Do this:
Copy out every line of the records below without changing anything. Omit the pictures from your copy.

(Image boundary annotation records)
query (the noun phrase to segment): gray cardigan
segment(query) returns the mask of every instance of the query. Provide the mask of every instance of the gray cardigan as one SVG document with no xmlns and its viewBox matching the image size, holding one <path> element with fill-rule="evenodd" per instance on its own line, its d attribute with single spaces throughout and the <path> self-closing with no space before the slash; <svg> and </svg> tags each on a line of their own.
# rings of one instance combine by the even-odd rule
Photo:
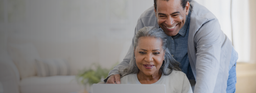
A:
<svg viewBox="0 0 256 93">
<path fill-rule="evenodd" d="M 225 93 L 233 49 L 232 43 L 220 29 L 218 20 L 210 11 L 194 1 L 190 1 L 190 5 L 187 52 L 196 80 L 194 92 Z M 154 7 L 152 7 L 141 14 L 134 36 L 144 27 L 159 27 L 154 9 Z M 110 71 L 109 76 L 118 74 L 118 70 L 130 62 L 133 53 L 134 38 L 123 61 Z M 236 60 L 231 61 L 230 65 L 236 61 Z"/>
</svg>

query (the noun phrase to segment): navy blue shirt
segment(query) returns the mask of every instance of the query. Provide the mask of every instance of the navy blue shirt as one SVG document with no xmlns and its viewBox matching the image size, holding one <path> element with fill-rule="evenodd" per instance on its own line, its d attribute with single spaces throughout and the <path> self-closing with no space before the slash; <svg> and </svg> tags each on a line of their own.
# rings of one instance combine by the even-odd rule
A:
<svg viewBox="0 0 256 93">
<path fill-rule="evenodd" d="M 184 72 L 188 79 L 194 80 L 194 77 L 190 66 L 187 55 L 187 41 L 190 29 L 190 10 L 188 15 L 186 16 L 186 22 L 184 26 L 174 36 L 168 36 L 167 46 L 170 51 L 171 55 L 179 61 L 180 67 Z"/>
</svg>

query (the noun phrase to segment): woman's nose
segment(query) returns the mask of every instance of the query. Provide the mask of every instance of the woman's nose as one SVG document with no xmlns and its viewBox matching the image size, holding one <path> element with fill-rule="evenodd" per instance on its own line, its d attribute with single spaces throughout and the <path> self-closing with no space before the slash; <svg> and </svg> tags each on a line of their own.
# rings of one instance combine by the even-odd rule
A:
<svg viewBox="0 0 256 93">
<path fill-rule="evenodd" d="M 153 57 L 152 54 L 147 54 L 144 59 L 145 61 L 147 62 L 151 62 L 153 61 Z"/>
<path fill-rule="evenodd" d="M 169 26 L 172 26 L 172 24 L 174 23 L 174 20 L 171 17 L 168 17 L 167 20 L 165 22 L 165 23 Z"/>
</svg>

Completed task:
query (the noun phrase to segment): gray cardigan
segment(query) returns the mask of every instance of the query. Provide the mask of every instance of the gray cardigan as one SVG document with no xmlns and its viewBox matching the image size, holding one <path> element with fill-rule="evenodd" per instance on its own line, its d attribute with single spaces throughout and the <path> self-closing with no space before the slash; <svg> and </svg> tags each on a line of their own.
# rings of one instance combine by the even-odd rule
Photo:
A:
<svg viewBox="0 0 256 93">
<path fill-rule="evenodd" d="M 225 93 L 233 49 L 232 43 L 220 29 L 218 20 L 210 11 L 194 1 L 190 1 L 190 5 L 187 52 L 196 80 L 194 92 Z M 154 7 L 152 7 L 141 14 L 134 36 L 144 27 L 159 27 L 154 9 Z M 110 71 L 109 76 L 118 74 L 118 70 L 130 62 L 133 53 L 134 38 L 123 61 Z M 236 60 L 231 61 L 230 65 L 236 61 Z"/>
</svg>

query (the noun phrase to segment): navy blue shirt
segment(query) returns the mask of every instance of the query. Provide the mask of every instance of the navy blue shirt as one SVG document with no xmlns and its viewBox matching the image size, holding one <path> element with fill-rule="evenodd" per instance on its own line, its d attribute with single spaces throughout and the <path> self-closing with no space before the slash; <svg> and </svg> tags each on a line of their own.
# rings of one instance combine by the even-odd rule
A:
<svg viewBox="0 0 256 93">
<path fill-rule="evenodd" d="M 184 72 L 188 79 L 194 80 L 194 77 L 190 66 L 187 55 L 187 41 L 190 29 L 190 10 L 188 15 L 186 16 L 186 22 L 184 26 L 174 36 L 168 36 L 167 46 L 170 51 L 171 55 L 179 61 L 180 67 Z"/>
</svg>

query (the noun phrase to segment): woman's nose
segment(query) returns the mask of every instance of the query. Provide the mask of every instance of the woman's nose as one SVG document with no xmlns and its viewBox matching the image size, holding one <path> element with fill-rule="evenodd" per instance on its own line, its d attribute with single spaces throughout and the <path> self-closing with no space before the slash; <svg> and </svg> tags each on a line of their own.
# rings of one instance combine by the even-odd rule
A:
<svg viewBox="0 0 256 93">
<path fill-rule="evenodd" d="M 153 57 L 152 54 L 147 54 L 144 59 L 145 61 L 147 62 L 151 62 L 153 61 Z"/>
<path fill-rule="evenodd" d="M 169 26 L 172 26 L 172 24 L 174 23 L 174 20 L 171 17 L 168 17 L 167 20 L 165 22 L 165 23 Z"/>
</svg>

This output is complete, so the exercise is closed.